◆ Directive 1 ◆
Condense the paragraph that begins "The problem is that 3.5 storeys" in the article on Toronto's inner-core growth, and keep its main facts.
◆ Directive 2 ◆
Extend the article on Toronto's inner-core growth with the next part, starting after its final paragraph and keeping its tone and line of argument.

Old Toronto Must Grow to Relieve the Suburbs

Toronto’s inner core must grow. Pre-war suburbs have lost population since 1970, and 3.5-storey reforms and multiplex permissions aren’t enough to make redevelopment viable.
Making six-storey apartments the default in a mapped Urbanization Zone will add housing at a human scale and ease pressure on downtown towers, suburban nodes, and the 905.
Builders need modern rules to deliver. A pilot modernized building code in the Urbanization Zone—allowing single-egress and compact European-standard elevators—paired with an Infrastructure Fund that lowers DCs, will make development possible.

Background & Motivation

Toronto has begun to loosen its restrictive zoning. In 2023, City Council legalized multiplexes across the city, allowing 3.5-storey buildings on residential lots and recently, up to six units in the nine core wards1. For the first time in decades, the “yellowbelt” of detached-house zoning was breached. This was an important symbolic shift — a recognition that Toronto cannot grow on towers and sprawl alone. But it is only a start.

The problem is that 3.5 storeys is not enough to make redevelopment viable on expensive inner-city land. In neighbourhoods where houses sell for millions, tearing down and rebuilding for three or four units cannot cover the cost of land and construction. Most properties can only fit a triplex or fourplex under the new rules, and the economics simply do not work. That means the very neighbourhoods that have actually lost population since 1970 — Toronto’s pre-war inner suburbs — will continue to see little change, even after citywide reform.

Large swaths of Toronto's inner suburbs have decreased in population in the last 50 years (source)

Instead, growth continues to funnel into a handful of places: towers downtown, high-rise clusters at major transit nodes like Yonge–Eglinton and North York Centre, and redeveloped industrial sites such as Liberty Village and the Distillery District. This lopsided model leaves most of Old Toronto’s inner neighbourhoods frozen in time, while piling all new housing into very tall buildings on a few sites. The result is a city of extremes: you must be wealthy to own a house, or else live in a tower, with very little in between.

Toronto's "tall and sprawl" approach results in high-towers in a few neighbourhoods and low density housing everywhere else (source: Google Earth)

This imbalance has broader consequences. Post-war suburbs in North York, Scarborough, and Etobicoke have been asked to absorb towers in settings that were never designed for them. Beyond Toronto, 905 municipalities face pressure to intensify rapidly, even as their residents see Old Toronto resisting change. Many view it as hypocritical: the core demands density in the suburbs while doing little to urbanize itself. Until Toronto’s inner neighbourhoods take on more residents, growth will continue to be pushed onto places less suited to handle it.

◆ Dataset section ◆
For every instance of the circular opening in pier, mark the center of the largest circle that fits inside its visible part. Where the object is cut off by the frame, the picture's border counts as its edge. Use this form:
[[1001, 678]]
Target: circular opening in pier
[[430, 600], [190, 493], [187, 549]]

◆ Exercise response 1 ◆
A 3.5-storey limit cannot make redevelopment pay on costly inner-city land. Where houses sell for millions, rebuilding for three or four units does not cover land and construction costs, and most lots fit only a triplex or fourplex under the new rules. As a result, Toronto's pre-war inner suburbs, which have lost population since 1970, will see little change even after citywide reform.

◆ Exercise response 2 ◆
These inner neighbourhoods are also Canada’s most productive places. Old Toronto generates more economic output per square kilometre than anywhere else in the country, yet its population has been shrinking for decades. Allowing more families to live closer to jobs, universities, and cultural institutions would strengthen the city’s role as Canada’s growth engine. By urbanizing the core, Toronto can shorten commutes, expand the labour pool available to employers, and unlock the full productivity potential of the region’s economic heart.

That is why policy must be deliberate. A universal 3.5-storey permission will not shift the geography of growth on its own. To truly rebalance, Toronto must open its pre-war inner suburbs — roughly within Eglinton, Keele, and Victoria Park — to six-storey urbanization by default. At this scale, redevelopment becomes viable, creating space for meaningful numbers of new homes in the very neighbourhoods with the strongest infrastructure and transit.

But zoning alone is not enough. The Ontario Building Code2 imposes tower-style standards on mid-rise projects, making them unnecessarily expensive. Requiring two stairwells in a six-storey building wastes space on narrow lots. Mandating large North American-standard elevators adds hundreds of thousands of dollars to costs, even where smaller European models would suffice. By creating targeted exemptions — allowing single-egress stairwells up to six storeys and smaller, European-standard elevators — the province and city can unlock the viability fine-grain apartments Toronto needs most and are common in the world’s most beautiful urban neighbourhoods.

Example: This family-friendly apartment in a six-storey building is not legal under Ontario Building Code rules (source)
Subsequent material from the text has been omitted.